Exercise details
Reproduce the records below word for word, beginning with the line that contains "In the photograph above, where can the tree stump" and continuing through the end of the records. Omit the pictures.

— START OF Working data —

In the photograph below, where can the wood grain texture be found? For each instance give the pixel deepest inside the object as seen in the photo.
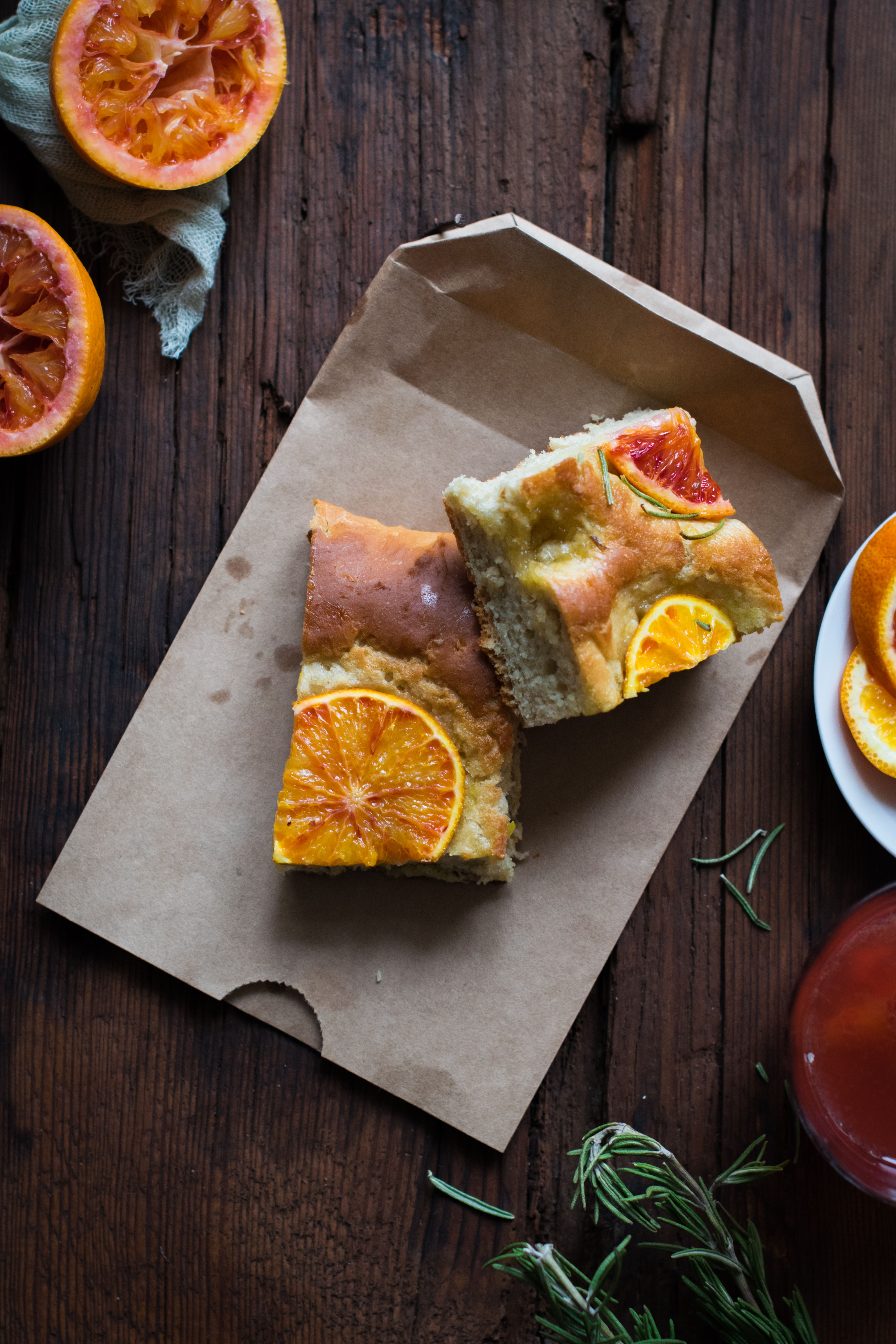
(175, 1171)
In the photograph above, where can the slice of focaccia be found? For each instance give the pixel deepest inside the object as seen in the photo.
(567, 560)
(391, 611)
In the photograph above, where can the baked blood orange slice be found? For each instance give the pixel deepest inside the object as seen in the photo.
(53, 339)
(874, 603)
(167, 93)
(675, 635)
(663, 458)
(370, 779)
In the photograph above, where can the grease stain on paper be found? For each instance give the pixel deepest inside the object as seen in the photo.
(238, 568)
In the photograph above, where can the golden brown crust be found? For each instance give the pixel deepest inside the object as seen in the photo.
(632, 549)
(549, 527)
(393, 611)
(406, 593)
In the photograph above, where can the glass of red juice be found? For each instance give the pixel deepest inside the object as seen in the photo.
(843, 1046)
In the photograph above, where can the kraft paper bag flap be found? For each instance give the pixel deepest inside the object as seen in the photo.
(465, 354)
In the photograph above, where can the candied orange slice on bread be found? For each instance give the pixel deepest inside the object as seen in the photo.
(370, 780)
(871, 713)
(874, 600)
(167, 93)
(53, 339)
(663, 458)
(675, 635)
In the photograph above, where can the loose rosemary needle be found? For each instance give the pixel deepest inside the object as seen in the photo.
(608, 488)
(471, 1201)
(762, 855)
(733, 853)
(742, 901)
(797, 1122)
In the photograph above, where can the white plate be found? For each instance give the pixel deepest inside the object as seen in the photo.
(871, 795)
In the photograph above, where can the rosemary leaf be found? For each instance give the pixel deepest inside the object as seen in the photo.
(742, 901)
(608, 488)
(733, 853)
(762, 855)
(658, 511)
(656, 505)
(471, 1201)
(702, 537)
(726, 1263)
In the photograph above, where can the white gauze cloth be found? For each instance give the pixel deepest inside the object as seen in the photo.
(166, 244)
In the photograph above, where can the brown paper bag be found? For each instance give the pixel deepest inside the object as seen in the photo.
(467, 353)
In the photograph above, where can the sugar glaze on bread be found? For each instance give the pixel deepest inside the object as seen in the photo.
(563, 578)
(391, 609)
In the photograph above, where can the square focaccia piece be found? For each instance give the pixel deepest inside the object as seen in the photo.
(567, 560)
(393, 611)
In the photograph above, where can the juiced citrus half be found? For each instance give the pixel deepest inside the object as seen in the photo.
(167, 93)
(664, 459)
(370, 779)
(53, 339)
(871, 713)
(875, 605)
(676, 634)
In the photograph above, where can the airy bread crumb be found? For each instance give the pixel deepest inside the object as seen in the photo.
(563, 577)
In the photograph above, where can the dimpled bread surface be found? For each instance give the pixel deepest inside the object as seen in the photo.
(563, 577)
(393, 611)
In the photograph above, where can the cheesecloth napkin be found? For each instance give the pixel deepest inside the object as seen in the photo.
(164, 244)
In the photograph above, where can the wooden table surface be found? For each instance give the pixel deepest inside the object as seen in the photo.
(175, 1171)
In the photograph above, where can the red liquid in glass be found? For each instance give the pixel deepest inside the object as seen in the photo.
(843, 1046)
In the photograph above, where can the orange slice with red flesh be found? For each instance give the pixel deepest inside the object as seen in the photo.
(167, 93)
(53, 340)
(663, 458)
(874, 601)
(371, 779)
(675, 635)
(871, 713)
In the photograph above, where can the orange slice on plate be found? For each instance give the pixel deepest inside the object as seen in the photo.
(663, 458)
(167, 93)
(874, 601)
(675, 635)
(53, 339)
(370, 779)
(871, 713)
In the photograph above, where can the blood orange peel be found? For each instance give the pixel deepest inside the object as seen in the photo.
(661, 458)
(871, 713)
(52, 335)
(167, 93)
(371, 779)
(874, 605)
(675, 635)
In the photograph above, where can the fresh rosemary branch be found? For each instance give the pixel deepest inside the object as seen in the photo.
(742, 901)
(726, 1260)
(471, 1201)
(608, 488)
(579, 1307)
(764, 850)
(725, 858)
(663, 511)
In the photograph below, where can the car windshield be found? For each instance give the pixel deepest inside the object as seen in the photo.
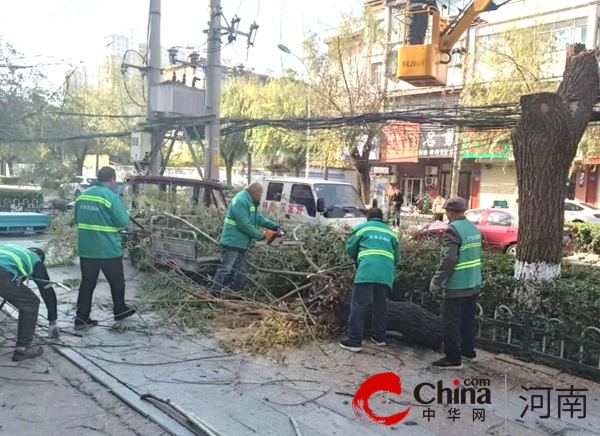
(338, 196)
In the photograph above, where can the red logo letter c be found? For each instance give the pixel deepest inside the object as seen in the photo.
(386, 382)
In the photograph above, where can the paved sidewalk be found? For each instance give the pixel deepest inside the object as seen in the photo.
(244, 395)
(37, 400)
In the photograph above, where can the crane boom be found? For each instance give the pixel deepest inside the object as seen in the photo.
(422, 63)
(455, 30)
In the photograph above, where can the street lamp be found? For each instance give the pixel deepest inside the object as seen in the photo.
(286, 50)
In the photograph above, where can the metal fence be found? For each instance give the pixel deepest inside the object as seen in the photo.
(533, 337)
(27, 205)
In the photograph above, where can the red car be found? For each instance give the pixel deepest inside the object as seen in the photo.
(499, 228)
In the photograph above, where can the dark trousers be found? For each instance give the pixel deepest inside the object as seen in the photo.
(231, 271)
(90, 270)
(362, 295)
(458, 323)
(25, 301)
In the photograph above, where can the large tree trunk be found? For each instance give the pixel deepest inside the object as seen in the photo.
(416, 324)
(545, 142)
(362, 166)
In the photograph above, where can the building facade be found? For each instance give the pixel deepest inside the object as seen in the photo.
(421, 157)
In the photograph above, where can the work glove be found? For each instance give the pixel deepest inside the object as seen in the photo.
(53, 332)
(433, 287)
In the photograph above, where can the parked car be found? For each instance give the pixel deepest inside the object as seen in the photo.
(499, 228)
(314, 201)
(580, 212)
(74, 187)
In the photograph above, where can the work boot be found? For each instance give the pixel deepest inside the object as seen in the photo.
(128, 312)
(348, 345)
(27, 353)
(80, 324)
(447, 363)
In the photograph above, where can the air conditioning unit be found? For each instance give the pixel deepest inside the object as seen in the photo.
(175, 100)
(431, 181)
(141, 146)
(431, 171)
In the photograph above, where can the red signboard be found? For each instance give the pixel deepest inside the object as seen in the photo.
(400, 142)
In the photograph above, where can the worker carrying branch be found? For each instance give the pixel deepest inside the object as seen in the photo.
(100, 215)
(417, 20)
(459, 272)
(239, 231)
(376, 249)
(16, 265)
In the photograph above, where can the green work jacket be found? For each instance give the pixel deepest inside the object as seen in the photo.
(376, 249)
(241, 223)
(467, 272)
(100, 215)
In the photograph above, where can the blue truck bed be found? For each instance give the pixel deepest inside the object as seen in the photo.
(23, 222)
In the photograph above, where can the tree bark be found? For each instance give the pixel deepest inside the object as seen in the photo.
(545, 142)
(416, 324)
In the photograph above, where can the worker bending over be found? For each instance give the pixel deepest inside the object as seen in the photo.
(16, 265)
(239, 231)
(100, 215)
(459, 273)
(376, 249)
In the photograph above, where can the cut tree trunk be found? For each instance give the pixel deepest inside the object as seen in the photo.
(545, 142)
(416, 324)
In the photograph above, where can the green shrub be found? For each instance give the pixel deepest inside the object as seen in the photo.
(587, 236)
(574, 298)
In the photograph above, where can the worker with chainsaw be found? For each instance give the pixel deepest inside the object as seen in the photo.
(417, 19)
(459, 275)
(16, 265)
(239, 232)
(376, 250)
(100, 215)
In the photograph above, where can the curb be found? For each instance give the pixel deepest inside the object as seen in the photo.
(117, 387)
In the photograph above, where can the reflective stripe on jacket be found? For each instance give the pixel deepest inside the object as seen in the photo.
(241, 222)
(99, 215)
(376, 249)
(467, 272)
(18, 260)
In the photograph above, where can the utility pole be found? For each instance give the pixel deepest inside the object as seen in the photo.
(456, 163)
(154, 72)
(213, 92)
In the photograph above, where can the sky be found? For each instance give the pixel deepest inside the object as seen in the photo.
(74, 30)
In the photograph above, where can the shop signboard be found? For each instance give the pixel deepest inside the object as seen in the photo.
(486, 145)
(400, 142)
(436, 141)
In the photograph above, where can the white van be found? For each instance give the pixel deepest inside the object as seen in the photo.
(314, 201)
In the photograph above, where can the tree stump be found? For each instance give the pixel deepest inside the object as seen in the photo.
(416, 324)
(545, 142)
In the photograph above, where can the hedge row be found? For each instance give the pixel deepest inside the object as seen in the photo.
(574, 298)
(587, 236)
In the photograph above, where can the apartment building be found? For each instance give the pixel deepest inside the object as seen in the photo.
(422, 162)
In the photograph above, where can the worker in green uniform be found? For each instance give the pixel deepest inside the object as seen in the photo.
(100, 215)
(239, 231)
(459, 275)
(376, 249)
(18, 264)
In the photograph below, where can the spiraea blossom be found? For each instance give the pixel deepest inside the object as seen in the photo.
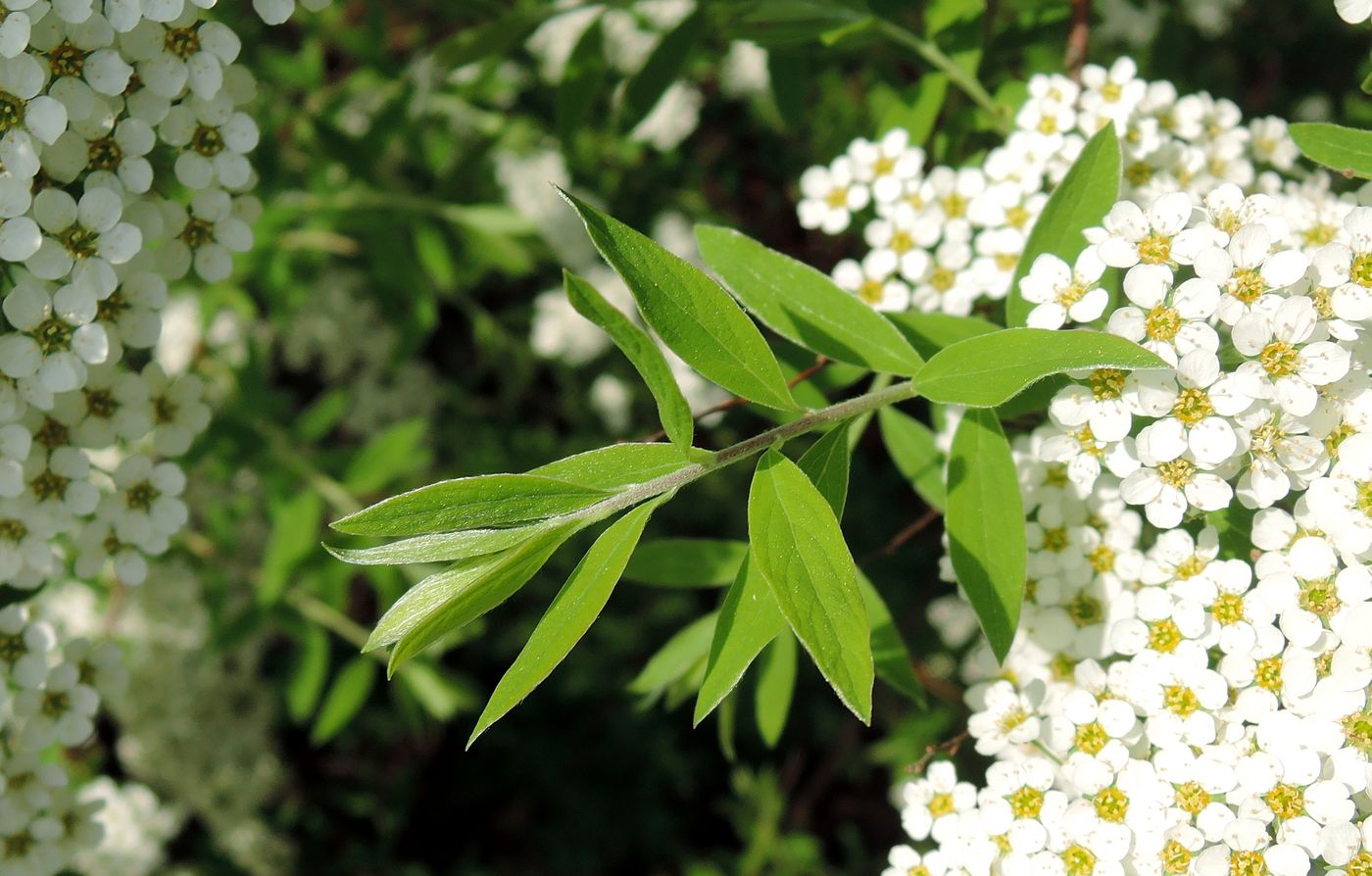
(93, 98)
(1189, 690)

— END OF Working data —

Solved problem
In the photograph above, where can the tree stump be found? For each instance give the pixel deepest inside the object as seen in the photo.
(416, 324)
(545, 142)
In the photograph above, where can the hedge row be found? For each instance give the pixel deepest inside the object as seen in the photo.
(574, 298)
(587, 236)
In the photograph above, where can the apartment building be found? For each instance give the pixel deepest inside the object as seen in the photo.
(422, 162)
In the photograph above, where can the worker in green uniform be found? For each instance give the pixel deepest inside the object as seen in the photo.
(100, 215)
(239, 231)
(459, 275)
(376, 249)
(18, 264)
In the photograph below, where can the spiraea blossom be found? For each instance give the pixel deepest inside the object as seen in the photo.
(93, 98)
(1189, 690)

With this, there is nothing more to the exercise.